Il castello sorge, con le sue imponenti strutture, sul rilievo che domina il borgo di Ormea, compreso tra il torrente Armella e il fianco nord-ovest dell’abitato stesso, cui si accede risalendo un suggestivo pendio terrazzato. La prima citazione del complesso risale al 1291, epoca in cui apparteneva, insieme al territorio sottoposto alla sua giurisdizione, ai marchesi di Ceva. Dopo un lungo periodo di abbandono, l’amministrazione comunale ha avviato un progetto di conoscenza, messa in sicurezza e valorizzazione delle strutture superstiti. Il primo lotto di lavori si è concluso a dicembre 2022, con la predisposizione di un nuovo accesso e la realizzazione di un sistema di illuminazione. Il sottostante abitato di Ormea conserva, oltre al castello, numerose testimonianze della sua origine bassomedievale. Tra le altre, meritano un cenno la chiesa di San Martino, che incorpora una delle trecentesche porte di accesso al borgo e conserva affreschi del XV secolo, la cosiddetta casa del marchese, quattrocentesca, e i resti delle mura.
La visita al borgo ed al castello di Bagnasco è dedicata agli allievi della scuola secondaria di primo grado. A seguito di una breve introduzione in aula, gli studenti verranno accompagnati nel Borgo, dove sono presenti ancora memorie delle antiche fortificazioni, attualmente inglobate nel tessuto edilizio. Si raggiunge la Torre maestra, costeggiando le antiche mura fino a raggiungere il Castello Marchionale, memoria dell’antico Marchesato di Ceva.
────────
COMPITI DA SVOLGERE:
- 1) Come si traduce in inglese questa frase del brano sui castelli di Ormea e Bagnasco: "La prima citazione del complesso risale al 1291, epoca in cui apparteneva, insieme al territorio sottoposto alla sua giurisdizione, ai marchesi di Ceva."?
- 2) Secondo il brano sui castelli di Ormea e Bagnasco, quando si è concluso il primo lotto di lavori al castello di Ormea?
Per questi compiti l'elenco non è necessario.

MATERIALE DI RIFERIMENTO:
────────
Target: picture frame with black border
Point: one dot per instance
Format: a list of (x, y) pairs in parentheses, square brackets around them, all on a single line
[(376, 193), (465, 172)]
────────
RISPOSTE SCRITTE:
- 1) The first mention of the complex dates back to 1291, when it belonged, together with the territory under its jurisdiction, to the marquises of Ceva.

- 2) A dicembre 2022.